■ **WHAT YOU HAVE TO DO**: Copy the passage of the study on aid for maternal, newborn, and child health from "Findings: Donor spending" to "by developing countries.", substituting "focus" for "priority".

SOURCE EXTRACT START

Background: Timely reliable data on aid flows to maternal, newborn, and child health are essential for assessing the adequacy of current levels of funding, and to promote accountability among donors for attainment of the Millennium Development Goals (MDGs) for child and maternal health. We provide global estimates of official development assistance (ODA) to maternal, newborn, and child health in 2003 and 2004, drawing on data reported by high-income donor countries and aid agencies to the Organisation for Economic Development and Cooperation.
Methods: ODA was tracked on a project-by-project basis to 150 developing countries. We applied a standard definition of maternal, newborn, and child health across donors, and included not only funds specific to these areas, but also integrated health funds and disease-specific funds allocated on a proportional distribution basis, using appropriate factors.
Findings: Donor spending on activities related to maternal, newborn, and child health was estimated to be US1990 million dollars in 2004, representing just 2% of gross aid disbursements to developing countries. The 60 priority low-income countries that account for most child and newborn deaths received 1363 million dollars, or 3.1 dollars per child. Across recipient countries, there is a positive association between mortality and ODA per head, although at any given rate of mortality for children aged younger than 5 years or maternal mortality, there is significant variation in the amount of ODA per person received by developing countries.

SOURCE EXTRACT END
INFORMATION PROVIDED START

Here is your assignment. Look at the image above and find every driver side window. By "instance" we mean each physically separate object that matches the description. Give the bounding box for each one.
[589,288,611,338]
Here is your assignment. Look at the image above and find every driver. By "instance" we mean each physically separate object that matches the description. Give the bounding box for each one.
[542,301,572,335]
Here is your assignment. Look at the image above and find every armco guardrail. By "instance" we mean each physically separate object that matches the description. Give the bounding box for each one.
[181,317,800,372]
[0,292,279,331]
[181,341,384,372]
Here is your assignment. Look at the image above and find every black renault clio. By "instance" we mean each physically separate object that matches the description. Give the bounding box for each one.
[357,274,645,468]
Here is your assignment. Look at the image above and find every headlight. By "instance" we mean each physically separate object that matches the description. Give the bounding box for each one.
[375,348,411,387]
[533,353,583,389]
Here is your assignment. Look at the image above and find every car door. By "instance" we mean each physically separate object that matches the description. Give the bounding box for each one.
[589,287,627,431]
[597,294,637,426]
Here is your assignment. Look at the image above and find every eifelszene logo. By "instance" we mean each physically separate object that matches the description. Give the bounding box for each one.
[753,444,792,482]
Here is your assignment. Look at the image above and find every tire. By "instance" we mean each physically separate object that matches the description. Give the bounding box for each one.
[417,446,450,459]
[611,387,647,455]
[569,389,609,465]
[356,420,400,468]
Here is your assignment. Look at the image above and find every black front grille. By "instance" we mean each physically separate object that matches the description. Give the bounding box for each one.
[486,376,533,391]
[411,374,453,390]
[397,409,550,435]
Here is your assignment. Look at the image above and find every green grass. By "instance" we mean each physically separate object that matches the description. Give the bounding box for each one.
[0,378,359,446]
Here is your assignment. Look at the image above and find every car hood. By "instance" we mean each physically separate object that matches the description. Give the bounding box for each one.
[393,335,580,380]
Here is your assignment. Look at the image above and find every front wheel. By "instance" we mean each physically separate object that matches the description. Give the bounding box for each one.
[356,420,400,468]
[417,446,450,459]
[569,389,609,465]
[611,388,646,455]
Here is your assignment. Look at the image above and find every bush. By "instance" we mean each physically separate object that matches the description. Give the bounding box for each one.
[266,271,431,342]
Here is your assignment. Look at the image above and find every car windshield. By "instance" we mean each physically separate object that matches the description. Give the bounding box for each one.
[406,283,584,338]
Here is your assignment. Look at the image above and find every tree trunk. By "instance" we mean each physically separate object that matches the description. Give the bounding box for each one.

INFORMATION PROVIDED END

■ **EXERCISE RESPONSE**:
Findings: Donor spending on activities related to maternal, newborn, and child health was estimated to be US1990 million dollars in 2004, representing just 2% of gross aid disbursements to developing countries. The 60 focus low-income countries that account for most child and newborn deaths received 1363 million dollars, or 3.1 dollars per child. Across recipient countries, there is a positive association between mortality and ODA per head, although at any given rate of mortality for children aged younger than 5 years or maternal mortality, there is significant variation in the amount of ODA per person received by developing countries.